[Raw records]
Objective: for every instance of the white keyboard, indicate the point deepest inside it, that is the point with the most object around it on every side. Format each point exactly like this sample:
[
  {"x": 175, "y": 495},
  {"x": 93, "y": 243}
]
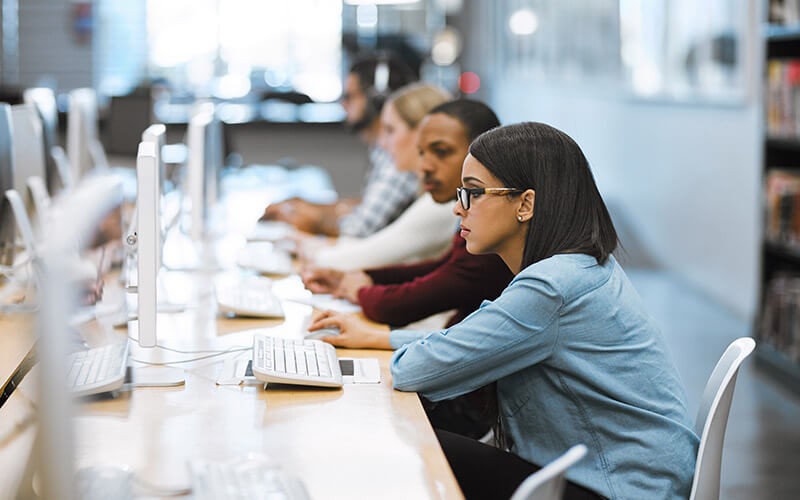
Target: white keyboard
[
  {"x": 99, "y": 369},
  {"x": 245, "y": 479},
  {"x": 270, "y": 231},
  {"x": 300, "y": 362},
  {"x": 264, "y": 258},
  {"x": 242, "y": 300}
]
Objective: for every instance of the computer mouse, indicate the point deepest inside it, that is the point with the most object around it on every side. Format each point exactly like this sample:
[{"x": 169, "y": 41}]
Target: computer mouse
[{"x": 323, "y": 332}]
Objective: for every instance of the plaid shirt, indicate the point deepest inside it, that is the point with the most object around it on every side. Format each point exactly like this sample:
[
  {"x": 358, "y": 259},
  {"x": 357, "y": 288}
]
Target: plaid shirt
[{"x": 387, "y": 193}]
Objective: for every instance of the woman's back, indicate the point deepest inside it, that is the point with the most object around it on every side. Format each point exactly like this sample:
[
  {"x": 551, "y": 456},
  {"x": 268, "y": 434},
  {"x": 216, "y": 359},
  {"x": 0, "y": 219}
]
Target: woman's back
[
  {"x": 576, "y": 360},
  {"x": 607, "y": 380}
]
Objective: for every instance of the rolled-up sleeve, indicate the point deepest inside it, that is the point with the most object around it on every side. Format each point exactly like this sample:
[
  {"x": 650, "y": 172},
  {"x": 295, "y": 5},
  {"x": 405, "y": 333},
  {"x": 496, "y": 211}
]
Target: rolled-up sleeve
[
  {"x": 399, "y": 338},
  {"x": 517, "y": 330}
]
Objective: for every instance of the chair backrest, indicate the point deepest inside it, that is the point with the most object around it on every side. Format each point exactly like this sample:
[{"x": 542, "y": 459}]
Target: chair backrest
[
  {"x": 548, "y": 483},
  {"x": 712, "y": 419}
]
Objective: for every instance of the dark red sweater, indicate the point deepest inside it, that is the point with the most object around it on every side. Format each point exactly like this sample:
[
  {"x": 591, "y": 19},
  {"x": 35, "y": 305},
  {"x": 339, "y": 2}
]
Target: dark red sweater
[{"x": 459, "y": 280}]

[Task to carry out] Repeat, without changes, every line from the one that contains "Objective: for every instance of the chair" through the final line of the data.

[Task result]
Objective: for every instance of the chair backrest, indicate the point deepest inside it, that is the point with the most object around it on every side. Format each point exactly like this sample:
[{"x": 542, "y": 459}]
Target: chair backrest
[
  {"x": 548, "y": 483},
  {"x": 712, "y": 419}
]
Objective: for every instance of the dark red sweater, indicate the point deepest inside it, that is the point with the most object around it on every side. Format each point exactly like this sample:
[
  {"x": 591, "y": 19},
  {"x": 35, "y": 305},
  {"x": 339, "y": 2}
]
Target: dark red sweater
[{"x": 459, "y": 280}]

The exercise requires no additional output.